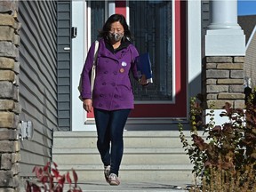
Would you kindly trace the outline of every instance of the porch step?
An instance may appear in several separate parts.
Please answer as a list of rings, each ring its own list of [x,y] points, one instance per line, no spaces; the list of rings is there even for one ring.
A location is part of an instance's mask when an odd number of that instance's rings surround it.
[[[185,132],[189,135],[189,132]],[[127,131],[120,178],[126,181],[194,183],[193,164],[178,131]],[[60,172],[72,168],[79,182],[104,180],[96,132],[55,132],[52,158]]]

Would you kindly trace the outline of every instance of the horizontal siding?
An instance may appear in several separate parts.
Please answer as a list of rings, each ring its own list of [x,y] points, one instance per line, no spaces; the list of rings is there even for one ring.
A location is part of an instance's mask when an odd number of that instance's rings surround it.
[[[32,121],[34,136],[20,140],[20,176],[52,157],[57,130],[57,35],[55,1],[20,1],[20,120]]]
[[[71,128],[71,2],[58,1],[58,125],[61,131]],[[69,47],[69,50],[64,48]]]

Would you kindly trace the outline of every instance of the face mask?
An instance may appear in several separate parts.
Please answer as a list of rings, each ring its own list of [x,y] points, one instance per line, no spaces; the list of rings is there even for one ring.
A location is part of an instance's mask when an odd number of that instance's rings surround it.
[[[108,37],[114,41],[120,41],[124,36],[123,33],[109,33]]]

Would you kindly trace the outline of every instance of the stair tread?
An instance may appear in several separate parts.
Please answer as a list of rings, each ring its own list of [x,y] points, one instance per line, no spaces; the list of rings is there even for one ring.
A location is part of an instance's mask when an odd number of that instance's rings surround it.
[[[99,153],[97,148],[52,148],[52,153],[55,155],[58,154],[86,154],[86,153]],[[154,154],[186,154],[186,151],[184,150],[184,148],[124,148],[124,154],[150,154],[150,153],[154,153]]]
[[[193,164],[122,164],[120,170],[156,170],[156,171],[168,171],[168,170],[180,170],[180,171],[190,171],[193,168]],[[93,170],[102,171],[102,164],[58,164],[58,169],[61,170]]]
[[[183,131],[185,135],[189,136],[190,131]],[[202,131],[198,131],[198,133],[203,134]],[[54,138],[65,138],[65,137],[97,137],[96,131],[84,131],[84,132],[54,132]],[[179,131],[124,131],[124,137],[139,137],[139,138],[148,138],[148,137],[180,137]]]

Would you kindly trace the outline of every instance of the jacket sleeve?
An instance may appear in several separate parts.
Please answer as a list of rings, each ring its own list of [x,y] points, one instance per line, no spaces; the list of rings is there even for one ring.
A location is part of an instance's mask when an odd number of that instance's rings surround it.
[[[83,68],[81,81],[82,81],[82,87],[81,87],[81,98],[83,100],[85,99],[92,99],[92,92],[91,92],[91,74],[92,68],[93,65],[93,56],[94,56],[94,48],[95,48],[95,42],[92,44],[87,53],[87,57]]]
[[[136,57],[139,56],[139,52],[134,45],[132,45],[130,49],[131,49],[131,53],[132,53],[131,72],[132,73],[133,78],[139,81],[139,76],[138,76],[137,67],[135,63],[135,59]]]

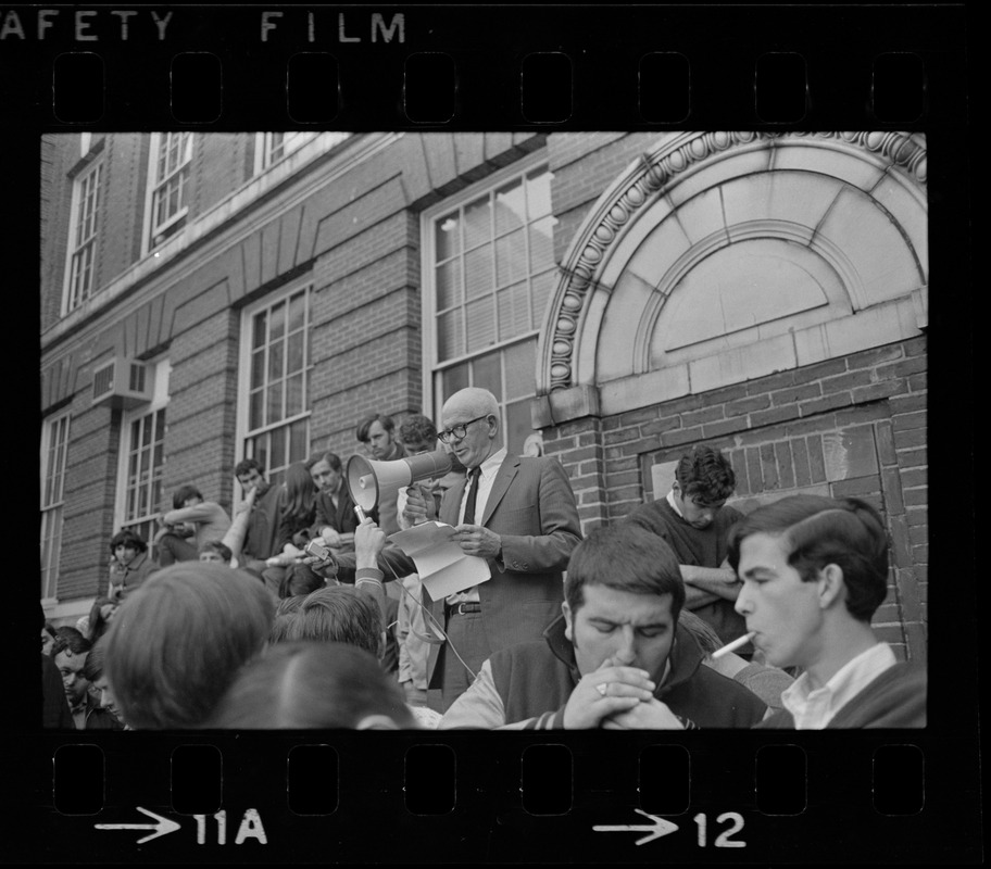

────────────────

Work to do
Copy out the stretch of the data above from the line containing "the horizontal siding?" through the line containing "[[[108,37],[114,41],[120,41],[124,36],[123,33],[109,33]]]", both of those lines included, and give it word for word.

Written solution
Would you kindly trace the outline of every instance of the horizontal siding?
An instance may appear in several separate parts.
Please answer as a list of rings, each ring its own list of [x,y] points, one instance per line, no spaces; the list of rings is there even for one ring.
A location is part of an instance's mask when an odd number of that instance's rings surround it.
[[[32,121],[34,136],[20,140],[20,176],[52,157],[57,130],[57,35],[55,1],[20,1],[20,120]]]
[[[71,128],[71,2],[58,1],[58,125],[61,131]],[[69,47],[69,50],[64,48]]]

Would you kindly trace the outline of every instance of the face mask?
An instance may appear in several separate parts.
Please answer as a list of rings, each ring its own list of [x,y] points, one instance per line, no spaces; the list of rings is there even for one ring.
A location is part of an instance's mask when an odd number of that instance's rings surround it.
[[[108,37],[114,41],[120,41],[124,36],[123,33],[109,33]]]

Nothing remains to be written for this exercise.